TASK TO CARRY OUT - Every entry that follows needs to be repeated exactly.

%%

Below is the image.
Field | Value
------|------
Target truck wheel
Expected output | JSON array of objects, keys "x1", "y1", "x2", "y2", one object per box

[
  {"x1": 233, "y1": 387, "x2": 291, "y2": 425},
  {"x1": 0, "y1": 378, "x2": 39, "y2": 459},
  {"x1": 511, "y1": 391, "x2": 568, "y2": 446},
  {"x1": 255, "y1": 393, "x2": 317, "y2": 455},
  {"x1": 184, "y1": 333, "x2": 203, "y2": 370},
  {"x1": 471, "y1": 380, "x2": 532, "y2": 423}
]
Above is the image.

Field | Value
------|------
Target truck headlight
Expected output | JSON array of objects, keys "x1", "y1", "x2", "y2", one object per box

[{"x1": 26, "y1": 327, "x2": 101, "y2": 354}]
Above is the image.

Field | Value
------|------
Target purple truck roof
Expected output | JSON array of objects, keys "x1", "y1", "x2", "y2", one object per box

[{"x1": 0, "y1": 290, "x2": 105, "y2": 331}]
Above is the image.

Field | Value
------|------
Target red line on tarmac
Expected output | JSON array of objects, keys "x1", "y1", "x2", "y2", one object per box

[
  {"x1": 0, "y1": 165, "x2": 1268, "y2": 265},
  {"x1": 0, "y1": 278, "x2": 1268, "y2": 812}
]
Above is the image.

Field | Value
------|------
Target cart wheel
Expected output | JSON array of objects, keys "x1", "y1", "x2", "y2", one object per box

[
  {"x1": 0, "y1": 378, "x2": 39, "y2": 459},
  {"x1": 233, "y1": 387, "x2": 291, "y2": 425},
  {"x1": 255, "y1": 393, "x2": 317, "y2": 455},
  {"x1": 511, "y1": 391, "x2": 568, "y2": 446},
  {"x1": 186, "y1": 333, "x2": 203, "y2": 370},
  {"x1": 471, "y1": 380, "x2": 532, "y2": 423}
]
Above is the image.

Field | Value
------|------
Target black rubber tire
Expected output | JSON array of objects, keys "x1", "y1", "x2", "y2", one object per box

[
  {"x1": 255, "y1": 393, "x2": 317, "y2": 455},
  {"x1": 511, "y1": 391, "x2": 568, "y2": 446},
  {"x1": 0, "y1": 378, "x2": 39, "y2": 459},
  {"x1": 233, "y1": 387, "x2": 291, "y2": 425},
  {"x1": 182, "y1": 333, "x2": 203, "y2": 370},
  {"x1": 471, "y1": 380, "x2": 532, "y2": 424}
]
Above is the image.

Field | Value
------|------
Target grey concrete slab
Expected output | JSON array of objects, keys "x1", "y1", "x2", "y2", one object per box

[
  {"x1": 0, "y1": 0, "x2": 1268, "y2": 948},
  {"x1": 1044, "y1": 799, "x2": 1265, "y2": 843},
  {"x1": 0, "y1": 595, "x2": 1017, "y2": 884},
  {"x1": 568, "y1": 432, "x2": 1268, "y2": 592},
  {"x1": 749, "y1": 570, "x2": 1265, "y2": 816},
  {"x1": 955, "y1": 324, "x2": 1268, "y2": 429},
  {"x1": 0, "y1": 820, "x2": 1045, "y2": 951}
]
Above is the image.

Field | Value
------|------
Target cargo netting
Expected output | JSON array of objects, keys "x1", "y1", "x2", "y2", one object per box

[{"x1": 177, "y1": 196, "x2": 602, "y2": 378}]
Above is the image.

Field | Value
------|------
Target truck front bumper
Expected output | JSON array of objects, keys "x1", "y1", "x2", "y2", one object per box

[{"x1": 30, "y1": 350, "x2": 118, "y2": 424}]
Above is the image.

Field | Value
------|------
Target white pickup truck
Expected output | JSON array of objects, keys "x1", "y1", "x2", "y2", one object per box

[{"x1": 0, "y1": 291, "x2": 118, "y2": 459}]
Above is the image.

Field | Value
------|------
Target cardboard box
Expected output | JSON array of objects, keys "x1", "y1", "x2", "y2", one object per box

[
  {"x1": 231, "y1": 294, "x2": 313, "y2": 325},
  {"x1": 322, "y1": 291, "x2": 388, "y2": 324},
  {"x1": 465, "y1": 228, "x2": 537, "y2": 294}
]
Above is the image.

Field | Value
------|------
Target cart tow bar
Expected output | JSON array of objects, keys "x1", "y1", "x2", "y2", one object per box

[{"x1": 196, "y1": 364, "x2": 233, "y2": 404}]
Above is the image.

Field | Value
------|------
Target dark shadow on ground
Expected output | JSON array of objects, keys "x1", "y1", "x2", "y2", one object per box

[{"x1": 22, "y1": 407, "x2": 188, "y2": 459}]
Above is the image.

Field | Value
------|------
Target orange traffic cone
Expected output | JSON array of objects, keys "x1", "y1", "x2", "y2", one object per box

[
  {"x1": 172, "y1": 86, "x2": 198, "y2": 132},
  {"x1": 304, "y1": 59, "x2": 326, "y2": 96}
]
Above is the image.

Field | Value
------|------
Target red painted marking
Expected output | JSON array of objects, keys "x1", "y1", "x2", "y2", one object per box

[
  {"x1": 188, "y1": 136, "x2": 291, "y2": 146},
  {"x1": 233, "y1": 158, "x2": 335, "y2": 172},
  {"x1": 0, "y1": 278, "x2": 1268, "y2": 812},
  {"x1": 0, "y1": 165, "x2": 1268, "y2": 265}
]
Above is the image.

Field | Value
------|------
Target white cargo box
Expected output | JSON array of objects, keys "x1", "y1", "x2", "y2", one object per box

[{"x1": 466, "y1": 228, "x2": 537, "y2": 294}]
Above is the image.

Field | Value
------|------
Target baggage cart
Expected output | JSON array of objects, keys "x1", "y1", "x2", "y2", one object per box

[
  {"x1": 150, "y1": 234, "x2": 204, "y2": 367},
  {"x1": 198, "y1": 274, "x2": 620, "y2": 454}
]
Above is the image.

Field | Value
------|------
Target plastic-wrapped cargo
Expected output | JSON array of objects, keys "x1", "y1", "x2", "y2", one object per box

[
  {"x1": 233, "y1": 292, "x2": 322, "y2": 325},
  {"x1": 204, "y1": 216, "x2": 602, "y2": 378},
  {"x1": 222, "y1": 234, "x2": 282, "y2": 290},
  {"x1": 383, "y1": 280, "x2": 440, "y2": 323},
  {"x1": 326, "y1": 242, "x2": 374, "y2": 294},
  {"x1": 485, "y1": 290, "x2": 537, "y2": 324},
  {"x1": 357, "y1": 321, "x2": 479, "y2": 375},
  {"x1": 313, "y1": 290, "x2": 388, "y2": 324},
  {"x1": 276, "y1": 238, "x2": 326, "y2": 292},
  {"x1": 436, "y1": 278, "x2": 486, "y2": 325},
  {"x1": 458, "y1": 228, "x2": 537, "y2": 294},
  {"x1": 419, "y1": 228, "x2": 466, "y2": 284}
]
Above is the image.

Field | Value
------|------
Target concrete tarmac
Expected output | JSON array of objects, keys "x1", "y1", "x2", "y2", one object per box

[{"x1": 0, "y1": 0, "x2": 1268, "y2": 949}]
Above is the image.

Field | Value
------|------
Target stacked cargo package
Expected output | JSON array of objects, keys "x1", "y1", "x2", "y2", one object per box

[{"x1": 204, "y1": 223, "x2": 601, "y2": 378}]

%%

THE SOLUTION -
Below is the image.
Field | Value
------|------
Target truck wheel
Expected output | JSON array of objects, keys "x1", "y1", "x2", "y2", one object per box

[
  {"x1": 233, "y1": 387, "x2": 291, "y2": 425},
  {"x1": 0, "y1": 378, "x2": 39, "y2": 459},
  {"x1": 511, "y1": 391, "x2": 568, "y2": 446},
  {"x1": 255, "y1": 393, "x2": 317, "y2": 455},
  {"x1": 184, "y1": 333, "x2": 203, "y2": 370},
  {"x1": 471, "y1": 380, "x2": 532, "y2": 423}
]
Above is the image.

Field | Value
------|------
Target truck headlight
Expected output | JSON array of objects, keys "x1", "y1", "x2", "y2", one object per box

[{"x1": 26, "y1": 327, "x2": 101, "y2": 354}]
Above is the image.

Field | Value
------|------
Target purple truck roof
Expected output | JSON array of objects, keys "x1", "y1", "x2", "y2", one object per box

[{"x1": 0, "y1": 290, "x2": 105, "y2": 331}]
Above is the image.

Field | Value
------|------
Target red line on tarmac
Expected output | JSON array of objects, keys "x1", "y1", "x2", "y2", one object per box

[
  {"x1": 0, "y1": 165, "x2": 1268, "y2": 265},
  {"x1": 0, "y1": 278, "x2": 1268, "y2": 812}
]
Above is the image.

Field | Value
------|------
Target cart wheel
Expected output | JSON array of objects, keys "x1", "y1", "x2", "y2", one object per box

[
  {"x1": 0, "y1": 378, "x2": 39, "y2": 459},
  {"x1": 233, "y1": 387, "x2": 291, "y2": 425},
  {"x1": 255, "y1": 393, "x2": 317, "y2": 455},
  {"x1": 511, "y1": 391, "x2": 568, "y2": 446},
  {"x1": 186, "y1": 333, "x2": 203, "y2": 370},
  {"x1": 471, "y1": 380, "x2": 532, "y2": 423}
]
Above is the image.

Field | Value
------|------
Target black rubber tire
Expected output | JSON array of objects, keys "x1", "y1", "x2", "y2", one object per box

[
  {"x1": 255, "y1": 393, "x2": 317, "y2": 455},
  {"x1": 511, "y1": 391, "x2": 568, "y2": 446},
  {"x1": 0, "y1": 378, "x2": 39, "y2": 459},
  {"x1": 233, "y1": 387, "x2": 291, "y2": 425},
  {"x1": 182, "y1": 333, "x2": 203, "y2": 370},
  {"x1": 471, "y1": 380, "x2": 532, "y2": 424}
]
Above is the image.

Field | Value
------|------
Target grey concrete slab
Expected output | JSON array of objects, keys "x1", "y1", "x2", "y2", one object per box

[
  {"x1": 0, "y1": 0, "x2": 1268, "y2": 948},
  {"x1": 1044, "y1": 799, "x2": 1265, "y2": 843},
  {"x1": 0, "y1": 595, "x2": 1017, "y2": 884},
  {"x1": 568, "y1": 432, "x2": 1268, "y2": 592},
  {"x1": 749, "y1": 570, "x2": 1265, "y2": 816},
  {"x1": 955, "y1": 324, "x2": 1268, "y2": 429},
  {"x1": 0, "y1": 820, "x2": 1045, "y2": 951}
]
Above is the image.

Field | Value
------|------
Target cargo netting
Expected output | JSON array of objects, keys "x1", "y1", "x2", "y2", one object per box

[{"x1": 177, "y1": 196, "x2": 602, "y2": 378}]
Above is the image.

Field | Value
------|------
Target truck front bumper
Expected output | JSON array of objects, keys "x1", "y1", "x2", "y2", one object per box

[{"x1": 30, "y1": 350, "x2": 118, "y2": 424}]
Above is the image.

Field | Value
------|------
Target white pickup truck
Expected output | JSON array of objects, keys "x1", "y1", "x2", "y2", one object per box

[{"x1": 0, "y1": 291, "x2": 118, "y2": 459}]
Above is the image.

Field | Value
------|------
Target cardboard box
Expected output | JSON array of objects, keys "x1", "y1", "x2", "y2", one object per box

[
  {"x1": 231, "y1": 294, "x2": 313, "y2": 325},
  {"x1": 322, "y1": 291, "x2": 388, "y2": 324},
  {"x1": 465, "y1": 228, "x2": 537, "y2": 294}
]
Above is the image.

Field | Value
------|------
Target cart tow bar
Expected output | JSON array of objects, keys "x1", "y1", "x2", "y2", one object per box

[{"x1": 196, "y1": 364, "x2": 233, "y2": 404}]
Above is the image.

Field | Value
------|------
Target dark shadow on ground
Expected output | JSON array of objects, keys "x1", "y1", "x2", "y2", one object per box

[{"x1": 22, "y1": 407, "x2": 188, "y2": 459}]
Above is the image.

Field | Value
------|------
Target orange traffic cone
Expected output | JSON array of objects, keys "x1", "y1", "x2", "y2", one object per box

[
  {"x1": 172, "y1": 86, "x2": 198, "y2": 132},
  {"x1": 304, "y1": 59, "x2": 326, "y2": 96}
]
Above is the image.

Field | Value
------|------
Target red painted marking
Expected output | JSON array of objects, keys "x1", "y1", "x2", "y2", one object per box

[
  {"x1": 188, "y1": 136, "x2": 291, "y2": 146},
  {"x1": 233, "y1": 158, "x2": 335, "y2": 172},
  {"x1": 0, "y1": 278, "x2": 1268, "y2": 812},
  {"x1": 0, "y1": 165, "x2": 1268, "y2": 265}
]
Above is the image.

Field | Value
------|------
Target white cargo box
Expected output | JSON array of objects, keys "x1", "y1", "x2", "y2", one object per box

[{"x1": 466, "y1": 228, "x2": 537, "y2": 294}]
Above is the image.

Field | Value
------|------
Target baggage cart
Expected output | JSON array of objects, keys "x1", "y1", "x2", "y2", one object per box

[
  {"x1": 150, "y1": 234, "x2": 204, "y2": 367},
  {"x1": 198, "y1": 274, "x2": 620, "y2": 454}
]
Above is the image.

Field | Value
------|------
Target plastic-wrapped cargo
Expected output | JSON array of objects, keys "x1", "y1", "x2", "y2", one object per box

[
  {"x1": 233, "y1": 292, "x2": 322, "y2": 325},
  {"x1": 204, "y1": 216, "x2": 602, "y2": 378},
  {"x1": 222, "y1": 234, "x2": 282, "y2": 290},
  {"x1": 383, "y1": 280, "x2": 440, "y2": 323},
  {"x1": 326, "y1": 242, "x2": 374, "y2": 294},
  {"x1": 485, "y1": 290, "x2": 537, "y2": 324},
  {"x1": 357, "y1": 321, "x2": 479, "y2": 375},
  {"x1": 313, "y1": 290, "x2": 388, "y2": 324},
  {"x1": 276, "y1": 238, "x2": 326, "y2": 292},
  {"x1": 436, "y1": 278, "x2": 486, "y2": 325},
  {"x1": 458, "y1": 228, "x2": 537, "y2": 294},
  {"x1": 419, "y1": 228, "x2": 466, "y2": 284}
]
Above is the image.

Field | Value
------|------
Target concrete tarmac
Expected output | JSON array of objects, keys "x1", "y1", "x2", "y2", one object per box

[{"x1": 0, "y1": 0, "x2": 1268, "y2": 949}]
Above is the image.

Field | Value
------|------
Target stacked cargo package
Expected output | JSON array of objects, keys "x1", "y1", "x2", "y2", one object per box

[{"x1": 204, "y1": 223, "x2": 601, "y2": 378}]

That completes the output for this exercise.